• [WRITTEN TASK] Reproduce, line for line and unaltered, the entries starting at the line containing "Exercise. Indicate with a point every instance of the basketball" and ending at the line containing "x=465, y=110", both of those lines included.

• [GIVEN INFORMATION]
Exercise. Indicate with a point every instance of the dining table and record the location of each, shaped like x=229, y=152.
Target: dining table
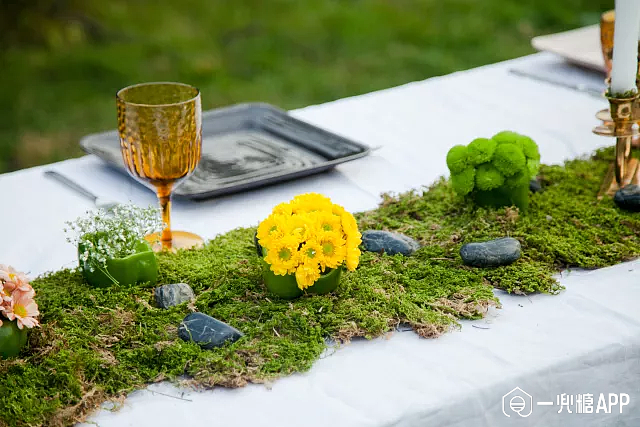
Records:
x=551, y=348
--
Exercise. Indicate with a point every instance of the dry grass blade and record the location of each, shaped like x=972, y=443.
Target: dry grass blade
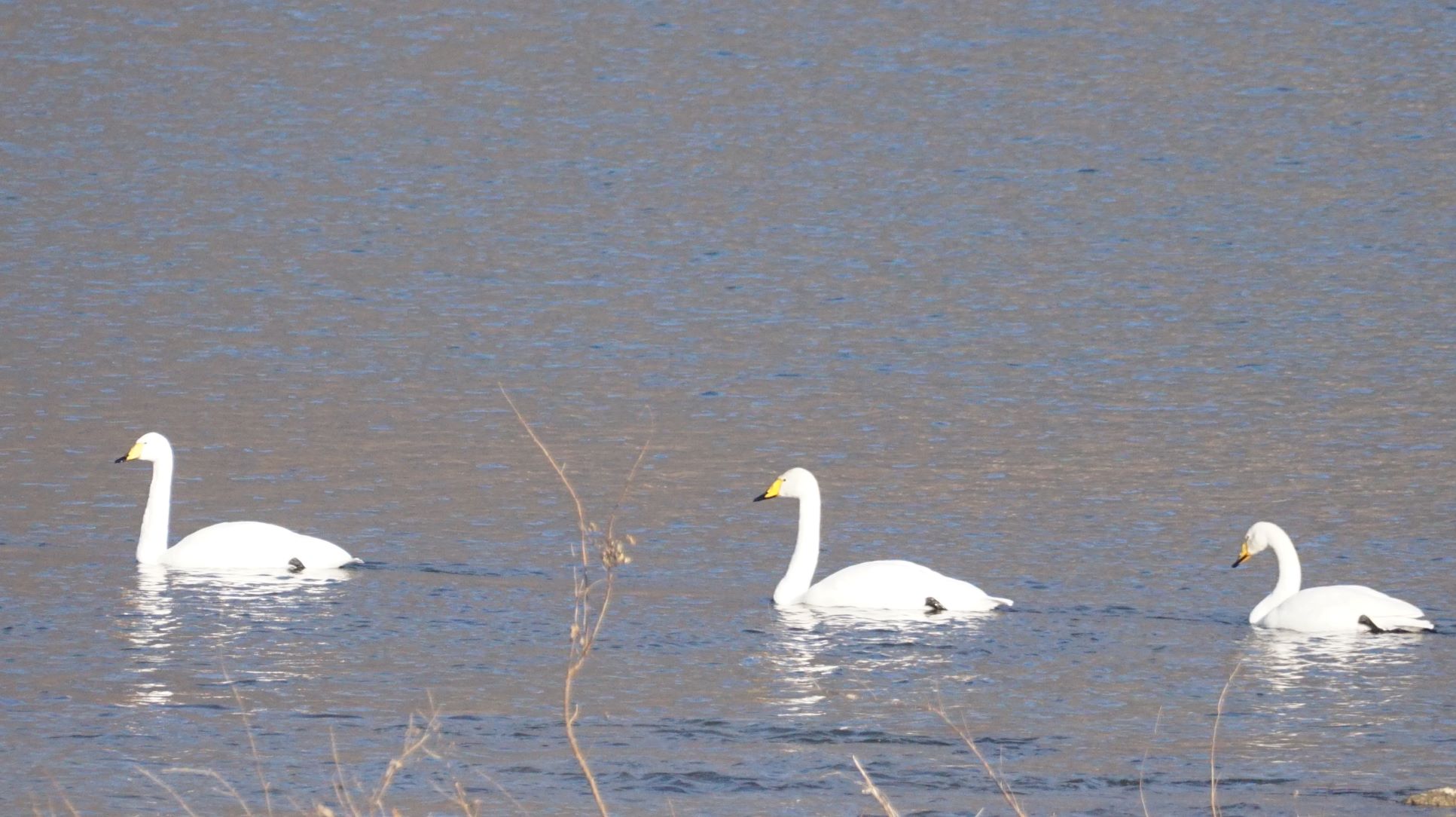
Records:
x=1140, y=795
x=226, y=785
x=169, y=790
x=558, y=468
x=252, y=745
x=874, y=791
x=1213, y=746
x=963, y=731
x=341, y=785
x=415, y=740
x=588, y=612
---
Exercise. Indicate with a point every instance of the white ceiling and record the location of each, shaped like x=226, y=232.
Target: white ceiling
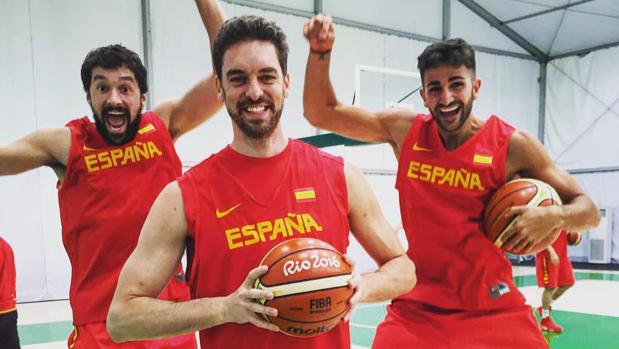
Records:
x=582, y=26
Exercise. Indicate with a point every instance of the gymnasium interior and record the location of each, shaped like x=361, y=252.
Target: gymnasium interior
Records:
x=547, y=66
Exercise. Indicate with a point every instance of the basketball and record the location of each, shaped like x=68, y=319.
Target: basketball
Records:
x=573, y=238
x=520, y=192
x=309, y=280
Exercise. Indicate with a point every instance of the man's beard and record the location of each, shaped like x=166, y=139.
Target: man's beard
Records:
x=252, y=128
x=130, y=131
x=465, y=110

• [EXERCISE SOLUTION]
Exercise. Indicate with a point every instance of the basketball and record the location of each, shaped like x=68, y=319.
Target: basketball
Records:
x=573, y=238
x=520, y=192
x=309, y=280
Exercise. Indicate with a point every instance of the man's beard and record the location of each, shaped like x=166, y=139.
Target: man's beard
Records:
x=252, y=128
x=130, y=131
x=465, y=110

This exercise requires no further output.